↓↓↓

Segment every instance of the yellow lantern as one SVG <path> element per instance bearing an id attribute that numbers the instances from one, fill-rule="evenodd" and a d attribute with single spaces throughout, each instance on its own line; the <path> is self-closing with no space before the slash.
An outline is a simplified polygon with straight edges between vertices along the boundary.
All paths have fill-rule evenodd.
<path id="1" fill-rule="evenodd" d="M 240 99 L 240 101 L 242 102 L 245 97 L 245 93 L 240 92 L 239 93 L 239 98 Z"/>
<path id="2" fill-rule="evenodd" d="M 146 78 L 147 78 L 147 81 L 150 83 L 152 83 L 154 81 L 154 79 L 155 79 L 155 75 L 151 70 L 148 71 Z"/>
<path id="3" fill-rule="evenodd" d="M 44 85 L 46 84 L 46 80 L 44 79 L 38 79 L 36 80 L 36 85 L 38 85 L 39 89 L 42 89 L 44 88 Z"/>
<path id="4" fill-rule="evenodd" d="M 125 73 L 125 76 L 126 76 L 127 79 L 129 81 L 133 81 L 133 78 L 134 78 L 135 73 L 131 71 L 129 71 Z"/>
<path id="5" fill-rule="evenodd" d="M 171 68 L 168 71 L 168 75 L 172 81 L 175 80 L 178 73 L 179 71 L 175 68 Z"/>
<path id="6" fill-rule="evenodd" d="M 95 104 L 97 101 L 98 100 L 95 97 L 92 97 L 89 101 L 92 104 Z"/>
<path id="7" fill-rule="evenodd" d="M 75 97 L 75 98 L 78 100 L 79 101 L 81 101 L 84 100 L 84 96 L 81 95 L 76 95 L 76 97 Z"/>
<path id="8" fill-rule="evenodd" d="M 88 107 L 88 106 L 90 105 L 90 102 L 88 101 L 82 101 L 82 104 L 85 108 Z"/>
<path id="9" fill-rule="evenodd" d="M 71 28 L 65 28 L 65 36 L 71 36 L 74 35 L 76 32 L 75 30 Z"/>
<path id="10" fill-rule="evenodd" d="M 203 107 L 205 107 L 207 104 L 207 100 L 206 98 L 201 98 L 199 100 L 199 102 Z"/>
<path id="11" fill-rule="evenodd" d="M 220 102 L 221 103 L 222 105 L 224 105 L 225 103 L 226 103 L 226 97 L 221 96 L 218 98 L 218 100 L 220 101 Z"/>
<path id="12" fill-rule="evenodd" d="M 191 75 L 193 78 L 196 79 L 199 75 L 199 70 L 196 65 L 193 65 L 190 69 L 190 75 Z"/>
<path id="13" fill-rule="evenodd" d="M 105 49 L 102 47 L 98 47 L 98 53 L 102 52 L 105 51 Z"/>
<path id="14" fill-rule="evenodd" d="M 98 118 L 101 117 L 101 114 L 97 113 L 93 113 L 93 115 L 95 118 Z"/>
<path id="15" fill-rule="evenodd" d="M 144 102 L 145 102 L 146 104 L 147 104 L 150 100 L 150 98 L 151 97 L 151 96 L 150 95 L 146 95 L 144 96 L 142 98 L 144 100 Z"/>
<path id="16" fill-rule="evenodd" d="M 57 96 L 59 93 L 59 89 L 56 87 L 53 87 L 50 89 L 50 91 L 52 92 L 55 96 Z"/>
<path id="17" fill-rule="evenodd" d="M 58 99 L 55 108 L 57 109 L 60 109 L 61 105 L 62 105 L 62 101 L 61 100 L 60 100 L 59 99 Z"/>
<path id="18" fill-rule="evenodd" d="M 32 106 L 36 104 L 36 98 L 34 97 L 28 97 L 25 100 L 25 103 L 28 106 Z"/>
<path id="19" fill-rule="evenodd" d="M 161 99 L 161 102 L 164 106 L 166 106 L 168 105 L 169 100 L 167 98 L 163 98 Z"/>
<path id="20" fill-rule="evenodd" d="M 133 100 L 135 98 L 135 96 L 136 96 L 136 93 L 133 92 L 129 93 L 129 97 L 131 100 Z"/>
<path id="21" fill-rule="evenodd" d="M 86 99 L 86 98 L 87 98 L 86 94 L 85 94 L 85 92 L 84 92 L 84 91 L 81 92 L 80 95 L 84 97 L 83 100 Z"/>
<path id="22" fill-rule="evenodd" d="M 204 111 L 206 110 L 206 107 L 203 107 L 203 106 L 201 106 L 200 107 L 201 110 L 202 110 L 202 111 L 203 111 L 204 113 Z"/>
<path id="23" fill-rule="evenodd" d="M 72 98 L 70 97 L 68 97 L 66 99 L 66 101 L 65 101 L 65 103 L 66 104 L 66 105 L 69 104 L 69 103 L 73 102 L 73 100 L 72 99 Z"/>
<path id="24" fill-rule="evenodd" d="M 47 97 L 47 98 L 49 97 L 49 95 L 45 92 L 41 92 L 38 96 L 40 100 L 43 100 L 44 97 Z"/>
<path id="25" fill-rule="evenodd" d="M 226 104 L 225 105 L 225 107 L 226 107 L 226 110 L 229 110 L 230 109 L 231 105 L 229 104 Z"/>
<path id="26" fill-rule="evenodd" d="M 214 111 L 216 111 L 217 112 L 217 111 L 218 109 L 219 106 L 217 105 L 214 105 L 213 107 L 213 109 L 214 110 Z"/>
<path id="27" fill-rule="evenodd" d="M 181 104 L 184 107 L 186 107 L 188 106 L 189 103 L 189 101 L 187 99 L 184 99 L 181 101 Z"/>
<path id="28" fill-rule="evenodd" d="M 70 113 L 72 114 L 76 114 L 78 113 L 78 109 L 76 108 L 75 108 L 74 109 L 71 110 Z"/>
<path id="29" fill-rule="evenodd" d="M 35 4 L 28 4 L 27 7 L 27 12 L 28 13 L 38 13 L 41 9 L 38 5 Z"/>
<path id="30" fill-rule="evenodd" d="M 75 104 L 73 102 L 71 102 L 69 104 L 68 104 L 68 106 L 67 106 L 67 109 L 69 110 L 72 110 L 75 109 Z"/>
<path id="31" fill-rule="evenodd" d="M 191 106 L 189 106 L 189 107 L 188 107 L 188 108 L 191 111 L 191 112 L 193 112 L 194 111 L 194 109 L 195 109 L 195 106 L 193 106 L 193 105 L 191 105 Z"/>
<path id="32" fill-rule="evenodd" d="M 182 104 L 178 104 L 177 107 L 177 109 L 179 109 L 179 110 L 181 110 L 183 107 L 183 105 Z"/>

↑↑↑

--- The problem ---
Rewrite the material above as a numbered list, leaving out any blank lines.

--- Answer to the task ---
1. Segment every instance of the yellow lantern as one SVG <path> element per instance bearing an id attribute that numbers the instances from one, fill-rule="evenodd" and a d attribute with single spaces throughout, each instance on its own line; the <path> is self-closing with no space before the slash.
2. An outline is a simplified polygon with straight edges between vertices along the boundary.
3. All paths have fill-rule evenodd.
4. <path id="1" fill-rule="evenodd" d="M 240 99 L 240 101 L 242 102 L 245 97 L 245 93 L 240 92 L 239 93 L 239 98 Z"/>
5. <path id="2" fill-rule="evenodd" d="M 146 78 L 147 78 L 147 81 L 150 83 L 152 83 L 154 81 L 154 79 L 155 79 L 155 75 L 151 70 L 148 71 Z"/>
6. <path id="3" fill-rule="evenodd" d="M 44 85 L 46 84 L 46 80 L 44 79 L 38 79 L 36 80 L 36 85 L 38 85 L 39 89 L 42 89 L 44 88 Z"/>
7. <path id="4" fill-rule="evenodd" d="M 125 73 L 125 76 L 126 76 L 127 79 L 129 81 L 133 81 L 133 78 L 134 78 L 135 73 L 131 71 L 129 71 Z"/>
8. <path id="5" fill-rule="evenodd" d="M 171 68 L 168 71 L 168 75 L 172 81 L 175 80 L 178 73 L 179 71 L 175 68 Z"/>
9. <path id="6" fill-rule="evenodd" d="M 95 104 L 97 101 L 98 100 L 95 97 L 92 97 L 89 101 L 92 104 Z"/>
10. <path id="7" fill-rule="evenodd" d="M 75 97 L 75 98 L 78 100 L 79 101 L 81 101 L 84 100 L 84 96 L 81 95 L 76 95 L 76 97 Z"/>
11. <path id="8" fill-rule="evenodd" d="M 88 107 L 88 106 L 90 105 L 90 102 L 88 101 L 82 101 L 82 104 L 85 108 Z"/>
12. <path id="9" fill-rule="evenodd" d="M 71 28 L 65 28 L 65 36 L 71 36 L 74 35 L 76 32 L 75 30 Z"/>
13. <path id="10" fill-rule="evenodd" d="M 203 107 L 205 107 L 207 104 L 207 100 L 206 98 L 201 98 L 199 100 L 199 102 Z"/>
14. <path id="11" fill-rule="evenodd" d="M 220 102 L 221 103 L 222 105 L 224 105 L 225 103 L 226 103 L 226 97 L 221 96 L 218 98 L 218 100 L 220 101 Z"/>
15. <path id="12" fill-rule="evenodd" d="M 191 75 L 193 78 L 196 79 L 199 75 L 199 70 L 196 65 L 193 65 L 190 69 L 190 75 Z"/>
16. <path id="13" fill-rule="evenodd" d="M 105 49 L 102 47 L 98 47 L 98 53 L 102 52 L 105 51 Z"/>
17. <path id="14" fill-rule="evenodd" d="M 98 118 L 101 117 L 101 114 L 97 113 L 93 113 L 93 115 L 95 118 Z"/>
18. <path id="15" fill-rule="evenodd" d="M 144 102 L 145 102 L 146 104 L 147 104 L 150 100 L 150 98 L 151 97 L 151 96 L 150 95 L 146 95 L 144 96 L 142 98 L 144 100 Z"/>
19. <path id="16" fill-rule="evenodd" d="M 57 96 L 59 93 L 59 89 L 56 87 L 53 87 L 50 89 L 50 91 L 52 92 L 55 96 Z"/>
20. <path id="17" fill-rule="evenodd" d="M 58 99 L 55 108 L 57 109 L 60 109 L 61 105 L 62 105 L 62 101 L 61 100 L 60 100 L 59 99 Z"/>
21. <path id="18" fill-rule="evenodd" d="M 32 106 L 36 104 L 36 98 L 34 97 L 28 97 L 25 100 L 25 103 L 28 106 Z"/>
22. <path id="19" fill-rule="evenodd" d="M 161 99 L 161 102 L 164 106 L 166 106 L 168 105 L 169 100 L 167 98 L 163 98 Z"/>
23. <path id="20" fill-rule="evenodd" d="M 133 100 L 135 98 L 135 96 L 136 96 L 136 93 L 133 92 L 129 93 L 129 97 L 131 100 Z"/>
24. <path id="21" fill-rule="evenodd" d="M 86 99 L 86 98 L 87 98 L 86 94 L 85 94 L 85 92 L 84 92 L 84 91 L 81 92 L 80 95 L 84 97 L 83 100 Z"/>
25. <path id="22" fill-rule="evenodd" d="M 204 111 L 206 110 L 206 107 L 203 107 L 203 106 L 201 106 L 200 107 L 201 110 L 202 110 L 202 111 L 203 111 L 204 113 Z"/>
26. <path id="23" fill-rule="evenodd" d="M 72 98 L 70 97 L 68 97 L 66 99 L 66 101 L 65 101 L 65 103 L 66 104 L 66 105 L 69 104 L 69 103 L 73 102 L 73 100 L 72 99 Z"/>
27. <path id="24" fill-rule="evenodd" d="M 47 97 L 47 98 L 49 97 L 49 95 L 45 92 L 41 92 L 38 96 L 40 100 L 43 100 L 44 97 Z"/>
28. <path id="25" fill-rule="evenodd" d="M 226 104 L 225 105 L 225 107 L 226 107 L 226 110 L 229 110 L 230 109 L 231 105 L 229 104 Z"/>
29. <path id="26" fill-rule="evenodd" d="M 214 111 L 216 111 L 217 112 L 217 111 L 218 109 L 219 106 L 217 105 L 214 105 L 213 107 L 213 109 L 214 110 Z"/>
30. <path id="27" fill-rule="evenodd" d="M 181 104 L 184 107 L 186 107 L 188 106 L 189 103 L 189 101 L 187 99 L 184 99 L 181 101 Z"/>
31. <path id="28" fill-rule="evenodd" d="M 70 113 L 72 114 L 76 114 L 78 113 L 78 109 L 76 108 L 75 108 L 74 109 L 71 110 Z"/>
32. <path id="29" fill-rule="evenodd" d="M 35 4 L 28 4 L 27 7 L 27 12 L 28 13 L 38 13 L 41 9 L 38 5 Z"/>
33. <path id="30" fill-rule="evenodd" d="M 75 104 L 73 102 L 71 102 L 69 104 L 68 104 L 68 106 L 67 106 L 67 109 L 69 110 L 72 110 L 75 109 Z"/>
34. <path id="31" fill-rule="evenodd" d="M 191 106 L 189 106 L 189 107 L 188 107 L 188 108 L 191 111 L 191 112 L 193 112 L 194 111 L 194 109 L 195 109 L 195 106 L 193 106 L 193 105 L 191 105 Z"/>
35. <path id="32" fill-rule="evenodd" d="M 182 104 L 178 104 L 177 107 L 177 109 L 179 109 L 179 110 L 181 110 L 183 107 L 183 105 Z"/>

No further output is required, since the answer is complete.